Convert the data below into a JSON list of strings, one string per line, leaving out blank lines.

# # # # # # #

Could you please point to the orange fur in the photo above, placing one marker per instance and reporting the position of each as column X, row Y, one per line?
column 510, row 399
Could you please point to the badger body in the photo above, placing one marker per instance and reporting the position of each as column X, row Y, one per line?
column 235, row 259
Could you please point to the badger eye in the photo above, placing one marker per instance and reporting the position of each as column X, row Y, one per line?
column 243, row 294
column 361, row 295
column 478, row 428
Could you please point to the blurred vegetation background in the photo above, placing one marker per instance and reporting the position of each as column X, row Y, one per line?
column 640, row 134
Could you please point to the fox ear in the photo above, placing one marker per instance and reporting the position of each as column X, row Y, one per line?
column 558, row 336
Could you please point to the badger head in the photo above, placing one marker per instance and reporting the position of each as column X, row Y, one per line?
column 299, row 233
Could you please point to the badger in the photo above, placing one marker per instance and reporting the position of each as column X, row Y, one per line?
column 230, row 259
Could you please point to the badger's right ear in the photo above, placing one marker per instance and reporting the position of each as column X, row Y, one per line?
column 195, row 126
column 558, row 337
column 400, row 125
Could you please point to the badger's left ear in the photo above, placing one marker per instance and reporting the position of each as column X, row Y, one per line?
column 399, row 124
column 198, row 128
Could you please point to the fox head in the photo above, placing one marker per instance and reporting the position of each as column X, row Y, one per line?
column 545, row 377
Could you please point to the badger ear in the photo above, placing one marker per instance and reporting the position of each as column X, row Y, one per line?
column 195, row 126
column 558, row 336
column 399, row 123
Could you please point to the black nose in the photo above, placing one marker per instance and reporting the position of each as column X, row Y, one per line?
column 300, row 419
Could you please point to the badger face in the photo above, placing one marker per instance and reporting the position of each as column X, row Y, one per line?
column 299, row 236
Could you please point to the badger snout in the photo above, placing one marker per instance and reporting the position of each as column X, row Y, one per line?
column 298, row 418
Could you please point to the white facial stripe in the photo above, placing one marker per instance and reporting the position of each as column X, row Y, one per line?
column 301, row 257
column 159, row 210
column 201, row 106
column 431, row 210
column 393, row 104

# # # # # # #

# [COMPLETE OUTPUT]
[
  "Could you please point to the orange fur in the photo above, placing one marker per instance and reporting the position of each as column X, row Y, one per line?",
  "column 510, row 399",
  "Could you please point to the badger body in the photo above, placing one marker per instance and reporting the position of each as column X, row Y, one per line?",
  "column 235, row 259",
  "Could you please point to the badger eye in the photo above, placing one marker per instance and reporting the position of each as column X, row Y, one per line?",
  "column 243, row 294",
  "column 361, row 295",
  "column 478, row 428",
  "Could you please point to the blurred vegetation background in the photo above, placing one marker per instance and reporting the position of each as column X, row Y, one per line?",
  "column 640, row 134",
  "Could you please point to the fox ear in the photo above, placing one marker per instance and reporting the position of each as column X, row Y, one per line?",
  "column 558, row 336",
  "Could you please point to the badger head in the photo above, placing one marker per instance and reporting the position of each as column X, row Y, one per line?",
  "column 299, row 233",
  "Could you please point to the badger in the photo above, placing one marker per instance and reporting the position of each as column X, row Y, one per line?",
  "column 230, row 259",
  "Could you please point to the badger's right ear in the photo above, placing one marker per instance and reporting the position of each as column X, row Y, one per line?",
  "column 195, row 126",
  "column 558, row 337",
  "column 400, row 125",
  "Could you please point to the badger's left ear in the photo above, placing one marker per instance and reporting the position of each as column X, row Y, one per line?",
  "column 399, row 124",
  "column 198, row 128",
  "Could you please point to the fox head in the photo above, placing one marker per instance and reporting the position of each as column X, row Y, one per line?",
  "column 545, row 377",
  "Could you please point to the badger ear in the photo above, placing one marker per instance and reporting the position of each as column X, row Y, one per line?",
  "column 195, row 126",
  "column 558, row 336",
  "column 399, row 123",
  "Could you please point to the black nose in the photo above, placing one marker per instance and reporting the position of each as column X, row Y, one per line?",
  "column 300, row 419",
  "Could you please point to the badger face in the photo above, placing one marker per instance and reporting the position of each as column X, row Y, one per line?",
  "column 299, row 236",
  "Could you please point to the badger snout in the photo above, placing one marker per instance and reporting the position of each as column X, row Y, one per line?",
  "column 298, row 418",
  "Could you please point to the white facial stripe in the photo above, placing one marker per instance and reporting the position of each as column X, row Y, one per line?",
  "column 301, row 257",
  "column 159, row 210",
  "column 201, row 106",
  "column 431, row 210",
  "column 393, row 104"
]